◆ **PROBLEM TO WORK ON**
Copy out all the items below, swapping every "even-odd" for "nonzero" and leaving everything else unchanged.
— BEGIN SOURCE RECORDS —
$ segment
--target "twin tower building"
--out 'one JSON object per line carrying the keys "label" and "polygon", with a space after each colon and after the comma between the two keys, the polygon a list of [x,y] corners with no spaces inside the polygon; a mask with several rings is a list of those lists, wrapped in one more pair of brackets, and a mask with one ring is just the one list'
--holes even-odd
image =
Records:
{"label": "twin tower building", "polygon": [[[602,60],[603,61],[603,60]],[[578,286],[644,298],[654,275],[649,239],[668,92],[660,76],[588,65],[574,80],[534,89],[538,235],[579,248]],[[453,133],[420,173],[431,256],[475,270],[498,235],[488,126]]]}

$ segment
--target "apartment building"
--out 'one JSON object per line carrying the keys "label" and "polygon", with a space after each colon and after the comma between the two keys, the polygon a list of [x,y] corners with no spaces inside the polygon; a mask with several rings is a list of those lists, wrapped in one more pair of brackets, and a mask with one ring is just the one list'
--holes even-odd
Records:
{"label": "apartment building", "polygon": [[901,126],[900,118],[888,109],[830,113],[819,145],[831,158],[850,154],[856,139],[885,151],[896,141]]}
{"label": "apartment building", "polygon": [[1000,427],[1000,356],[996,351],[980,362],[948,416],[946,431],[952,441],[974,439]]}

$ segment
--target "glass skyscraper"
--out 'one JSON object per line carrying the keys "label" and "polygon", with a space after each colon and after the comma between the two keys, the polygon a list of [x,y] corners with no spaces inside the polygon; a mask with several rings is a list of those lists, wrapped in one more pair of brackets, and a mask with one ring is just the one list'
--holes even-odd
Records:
— END SOURCE RECORDS —
◆ **TASK RESPONSE**
$ segment
--target "twin tower building"
--out 'one JSON object per line carrying the keys "label" and "polygon", with a space after each colon and after the comma between the two keys, the polygon a list of [x,y] corners with no spaces inside the polygon; a mask with several rings is a list of those lists, wrapped in one more pair of brackets, and a mask with one ring is just the one list'
--holes nonzero
image =
Records:
{"label": "twin tower building", "polygon": [[[602,60],[603,61],[603,60]],[[578,286],[644,298],[654,275],[649,239],[668,92],[660,76],[588,65],[574,80],[534,89],[538,235],[579,248]],[[453,133],[420,173],[431,256],[475,270],[498,235],[488,126]]]}

$ segment
--target "apartment building"
--out 'one JSON object per line carrying the keys "label" and "polygon", with a space after each colon and after the comma between the two keys, the polygon a list of [x,y] corners with no spaces inside the polygon; a mask with several rings is a list of those lists, wrapped in one more pair of brackets, and a mask with one ring is just the one list'
--holes nonzero
Records:
{"label": "apartment building", "polygon": [[901,126],[900,118],[888,109],[830,113],[819,145],[831,158],[850,154],[856,139],[885,151],[896,141]]}
{"label": "apartment building", "polygon": [[1000,427],[1000,356],[996,351],[980,362],[948,416],[946,431],[952,441],[974,439]]}

$ segment
--target "glass skyscraper"
--out 'one JSON object per line carrying the keys "label" and "polygon", with a space after each colon and after the comma between the two keys, the polygon a list of [x,y] corners with no spaces inside the polygon; a mask with several rings is a list of those lists, wrapped in one more pair of brackets, and a mask with one ring is just the one list'
--holes nonzero
Records:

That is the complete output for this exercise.